◆ **Task instructions**
Quote every line below exactly as it reads.

(Dataset items)
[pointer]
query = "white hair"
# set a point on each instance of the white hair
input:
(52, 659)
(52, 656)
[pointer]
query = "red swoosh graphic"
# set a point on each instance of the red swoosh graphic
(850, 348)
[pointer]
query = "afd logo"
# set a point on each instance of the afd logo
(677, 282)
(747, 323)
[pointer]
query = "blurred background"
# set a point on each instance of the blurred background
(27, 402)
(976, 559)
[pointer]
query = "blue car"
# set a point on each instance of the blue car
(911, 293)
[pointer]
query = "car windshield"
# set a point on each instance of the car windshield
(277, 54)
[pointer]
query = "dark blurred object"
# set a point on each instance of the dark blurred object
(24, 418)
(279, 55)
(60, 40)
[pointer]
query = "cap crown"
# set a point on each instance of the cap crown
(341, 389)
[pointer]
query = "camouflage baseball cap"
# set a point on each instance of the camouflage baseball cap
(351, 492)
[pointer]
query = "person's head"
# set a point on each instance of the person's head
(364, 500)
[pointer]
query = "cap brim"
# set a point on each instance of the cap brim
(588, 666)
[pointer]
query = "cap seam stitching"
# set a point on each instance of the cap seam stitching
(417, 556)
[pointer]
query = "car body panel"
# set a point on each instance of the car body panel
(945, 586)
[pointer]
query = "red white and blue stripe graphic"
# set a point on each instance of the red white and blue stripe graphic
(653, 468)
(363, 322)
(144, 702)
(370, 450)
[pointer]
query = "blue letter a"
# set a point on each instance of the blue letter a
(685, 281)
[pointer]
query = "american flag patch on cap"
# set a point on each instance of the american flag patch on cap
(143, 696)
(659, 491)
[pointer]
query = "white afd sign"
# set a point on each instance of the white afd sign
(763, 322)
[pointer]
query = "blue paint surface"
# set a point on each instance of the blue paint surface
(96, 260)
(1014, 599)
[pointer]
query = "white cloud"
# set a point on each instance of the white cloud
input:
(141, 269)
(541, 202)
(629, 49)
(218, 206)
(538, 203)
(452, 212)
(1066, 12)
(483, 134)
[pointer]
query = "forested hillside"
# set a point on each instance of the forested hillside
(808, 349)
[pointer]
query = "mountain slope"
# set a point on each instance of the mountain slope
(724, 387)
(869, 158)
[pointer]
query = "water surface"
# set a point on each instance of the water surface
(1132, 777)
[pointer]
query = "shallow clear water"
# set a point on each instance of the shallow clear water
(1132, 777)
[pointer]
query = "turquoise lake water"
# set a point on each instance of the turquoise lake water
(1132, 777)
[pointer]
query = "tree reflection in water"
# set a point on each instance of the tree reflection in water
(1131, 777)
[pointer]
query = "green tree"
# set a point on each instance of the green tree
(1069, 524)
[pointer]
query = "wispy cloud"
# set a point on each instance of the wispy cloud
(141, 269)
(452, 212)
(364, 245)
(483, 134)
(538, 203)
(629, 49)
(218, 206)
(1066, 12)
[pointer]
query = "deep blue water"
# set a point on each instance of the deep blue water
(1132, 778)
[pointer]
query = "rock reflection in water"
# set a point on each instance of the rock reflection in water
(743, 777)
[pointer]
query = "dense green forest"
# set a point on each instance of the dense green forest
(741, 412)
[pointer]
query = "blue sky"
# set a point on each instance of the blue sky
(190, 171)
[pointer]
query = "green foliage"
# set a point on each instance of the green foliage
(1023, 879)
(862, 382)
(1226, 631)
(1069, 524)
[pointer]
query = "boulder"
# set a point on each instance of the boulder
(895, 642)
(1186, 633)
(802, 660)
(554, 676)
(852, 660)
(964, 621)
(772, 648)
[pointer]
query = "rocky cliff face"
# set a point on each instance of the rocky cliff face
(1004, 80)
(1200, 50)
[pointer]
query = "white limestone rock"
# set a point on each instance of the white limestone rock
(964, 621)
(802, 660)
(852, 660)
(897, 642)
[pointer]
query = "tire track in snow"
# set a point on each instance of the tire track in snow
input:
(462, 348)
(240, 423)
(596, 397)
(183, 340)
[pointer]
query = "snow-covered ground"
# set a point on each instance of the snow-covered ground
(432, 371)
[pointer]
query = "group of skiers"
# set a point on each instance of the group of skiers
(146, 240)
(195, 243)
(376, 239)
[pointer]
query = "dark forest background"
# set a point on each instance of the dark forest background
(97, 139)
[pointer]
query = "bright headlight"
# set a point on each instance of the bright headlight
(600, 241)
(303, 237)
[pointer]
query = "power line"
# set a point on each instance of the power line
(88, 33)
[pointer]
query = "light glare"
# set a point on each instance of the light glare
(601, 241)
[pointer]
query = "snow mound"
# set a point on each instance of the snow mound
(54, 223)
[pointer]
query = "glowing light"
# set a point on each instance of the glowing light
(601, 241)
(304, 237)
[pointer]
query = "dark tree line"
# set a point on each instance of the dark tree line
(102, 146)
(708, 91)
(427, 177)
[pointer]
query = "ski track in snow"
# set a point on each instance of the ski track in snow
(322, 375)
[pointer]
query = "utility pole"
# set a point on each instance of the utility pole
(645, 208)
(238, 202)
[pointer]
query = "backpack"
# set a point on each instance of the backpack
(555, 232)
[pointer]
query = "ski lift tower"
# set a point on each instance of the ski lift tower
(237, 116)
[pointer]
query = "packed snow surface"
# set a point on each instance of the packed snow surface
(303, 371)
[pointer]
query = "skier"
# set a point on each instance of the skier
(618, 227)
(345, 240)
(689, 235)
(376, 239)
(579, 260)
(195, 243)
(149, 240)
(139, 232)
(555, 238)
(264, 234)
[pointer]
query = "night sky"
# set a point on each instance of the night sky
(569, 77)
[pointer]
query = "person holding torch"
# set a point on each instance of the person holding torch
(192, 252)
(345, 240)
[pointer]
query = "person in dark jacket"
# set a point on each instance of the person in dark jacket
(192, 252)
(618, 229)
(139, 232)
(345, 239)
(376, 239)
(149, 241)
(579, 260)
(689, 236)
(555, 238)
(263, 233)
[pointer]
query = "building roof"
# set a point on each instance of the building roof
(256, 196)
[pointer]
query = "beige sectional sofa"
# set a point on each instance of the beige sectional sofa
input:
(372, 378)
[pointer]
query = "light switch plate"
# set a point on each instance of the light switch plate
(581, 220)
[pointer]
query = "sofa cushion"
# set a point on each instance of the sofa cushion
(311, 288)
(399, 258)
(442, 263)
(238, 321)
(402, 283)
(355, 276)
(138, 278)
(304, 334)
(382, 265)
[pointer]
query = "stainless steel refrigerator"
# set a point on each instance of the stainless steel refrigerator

◆ **Complete answer**
[pointer]
query = "white hair"
# set a point on each instance of the white hair
input:
(52, 659)
(52, 656)
[pointer]
query = "red swoosh graphic"
# set a point on each instance of the red swoosh graphic
(850, 348)
[pointer]
query = "afd logo"
# set a point on each instance of the afd logo
(677, 282)
(747, 323)
[pointer]
query = "blurred background"
# set a point on each instance of the blurred background
(27, 402)
(976, 559)
[pointer]
query = "blue car"
# set a point on each instance of the blue car
(911, 293)
[pointer]
query = "car windshield"
# set a point on each instance of the car windshield
(277, 54)
[pointer]
query = "dark blurred object"
# set a point on each instance of the dark blurred object
(24, 418)
(279, 55)
(60, 40)
[pointer]
query = "cap crown"
# set a point on each instance of the cap crown
(341, 389)
[pointer]
query = "camouflage baseball cap"
# set a point on each instance of the camouflage baseball cap
(351, 492)
[pointer]
query = "person's head"
# set a point on each instance of the person's head
(364, 500)
[pointer]
query = "cap brim"
# set a point on each instance of the cap brim
(588, 666)
[pointer]
query = "cap seam stitching"
# set a point on each instance of the cap seam stitching
(417, 556)
[pointer]
query = "car body panel"
# set a point on each instance of the car body panel
(945, 586)
[pointer]
query = "red white and blue stripe graphic"
# set a point on each instance of the red white and blue stripe graphic
(653, 468)
(363, 322)
(144, 702)
(370, 450)
[pointer]
query = "blue letter a"
# set a point on each instance of the blue letter a
(685, 281)
[pointer]
query = "american flag patch on cap"
# set a point on each instance of the american flag patch on cap
(143, 696)
(659, 491)
[pointer]
query = "white afd sign"
# set a point on each instance of the white afd sign
(763, 322)
[pointer]
query = "blue paint surface"
# set a point on each instance of the blue paint surface
(96, 260)
(1014, 599)
[pointer]
query = "white cloud"
# set a point on each instance of the white cloud
input:
(141, 269)
(541, 202)
(629, 49)
(218, 206)
(538, 203)
(452, 212)
(1066, 12)
(483, 134)
[pointer]
query = "forested hillside"
# set a point on each instance of the forested hillside
(808, 349)
[pointer]
query = "mountain slope"
# set a point on each instance of the mountain slope
(724, 387)
(869, 158)
[pointer]
query = "water surface"
# set a point on each instance of the water surface
(1132, 777)
[pointer]
query = "shallow clear water"
# set a point on each instance of the shallow clear water
(1132, 777)
[pointer]
query = "turquoise lake water"
# set a point on each instance of the turquoise lake water
(1132, 777)
[pointer]
query = "tree reflection in water"
# set a point on each instance of the tree reflection in water
(1131, 777)
[pointer]
query = "green tree"
# set a point on each instance of the green tree
(1069, 524)
[pointer]
query = "wispy cloud"
# set a point on each instance of the wispy cloud
(141, 269)
(452, 212)
(364, 245)
(483, 134)
(538, 203)
(629, 49)
(218, 206)
(1066, 12)
[pointer]
query = "deep blue water"
# set a point on each instance of the deep blue water
(1132, 778)
[pointer]
query = "rock reflection in water"
# set a point on each instance of the rock reflection in water
(743, 777)
[pointer]
query = "dense green forest"
# set a point on each instance of the dense green forest
(741, 412)
[pointer]
query = "blue sky"
# set a point on each instance of the blue sky
(190, 171)
[pointer]
query = "green foliage"
# set a point on each instance of the green foliage
(1023, 879)
(862, 382)
(1226, 631)
(1069, 524)
[pointer]
query = "boulder"
# set a point on each instance of the boulder
(895, 642)
(1186, 633)
(802, 660)
(554, 676)
(852, 660)
(964, 621)
(772, 648)
[pointer]
query = "rocky cliff face"
# set a point on each instance of the rocky cliff face
(1004, 80)
(1200, 50)
[pointer]
query = "white limestone rock"
# set a point on each instance of the white limestone rock
(964, 621)
(802, 660)
(852, 660)
(897, 642)
[pointer]
query = "tire track in snow"
# set a point on each instance of the tire track in snow
input:
(462, 348)
(240, 423)
(596, 397)
(183, 340)
[pointer]
query = "snow-covered ground"
# set a point on each instance of the snow-covered ground
(432, 371)
[pointer]
query = "group of skiers"
# set a point on each instance of the group of skiers
(146, 240)
(195, 243)
(376, 239)
[pointer]
query = "dark forest background"
# set a point on each instance of the dark forest background
(97, 139)
[pointer]
query = "bright headlight"
# set a point on each instance of the bright headlight
(600, 241)
(303, 237)
[pointer]
query = "power line"
# set a point on each instance of the power line
(88, 33)
[pointer]
query = "light glare"
# set a point on each instance of the light glare
(601, 241)
[pointer]
query = "snow mound"
# set a point on each instance of the snow mound
(54, 223)
[pointer]
query = "glowing light"
# set a point on each instance of the glowing light
(601, 241)
(304, 237)
[pointer]
query = "dark tree line"
# set a point on each instance of the dark tree line
(102, 146)
(708, 91)
(427, 177)
[pointer]
query = "ski track in snow"
# set a point on each instance of the ski track in snow
(322, 375)
[pointer]
query = "utility pole"
# set a point on each instance of the utility pole
(645, 208)
(238, 202)
[pointer]
query = "backpack"
# set a point on each instance of the backpack
(555, 232)
[pointer]
query = "ski lift tower"
# set a point on each instance of the ski lift tower
(237, 116)
[pointer]
query = "packed snow surface"
# set a point on each instance of the packed snow surface
(303, 371)
[pointer]
query = "skier"
# set a point on each instance of the skier
(618, 227)
(345, 240)
(689, 235)
(376, 239)
(579, 260)
(195, 243)
(149, 240)
(139, 232)
(555, 238)
(264, 234)
[pointer]
query = "night sky"
# set a point on each instance of the night sky
(569, 77)
[pointer]
query = "person holding torch"
# set a point on each instance of the person holding torch
(192, 252)
(345, 240)
[pointer]
query = "person in dark jacket"
# set a point on each instance of the person in dark jacket
(192, 252)
(618, 229)
(139, 232)
(345, 239)
(376, 239)
(149, 241)
(579, 260)
(689, 236)
(555, 238)
(263, 233)
[pointer]
query = "building roof"
# set a point on each instance of the building roof
(256, 196)
[pointer]
query = "beige sectional sofa"
# set a point on each instance of the beige sectional sofa
input:
(372, 378)
[pointer]
query = "light switch plate"
# set a point on each instance of the light switch plate
(581, 220)
[pointer]
query = "sofa cushion"
# set a point on each instance of the sofa cushion
(311, 288)
(399, 258)
(442, 263)
(238, 321)
(402, 283)
(355, 276)
(138, 278)
(304, 334)
(382, 265)
[pointer]
query = "stainless steel refrigerator"
# set a point on each instance of the stainless steel refrigerator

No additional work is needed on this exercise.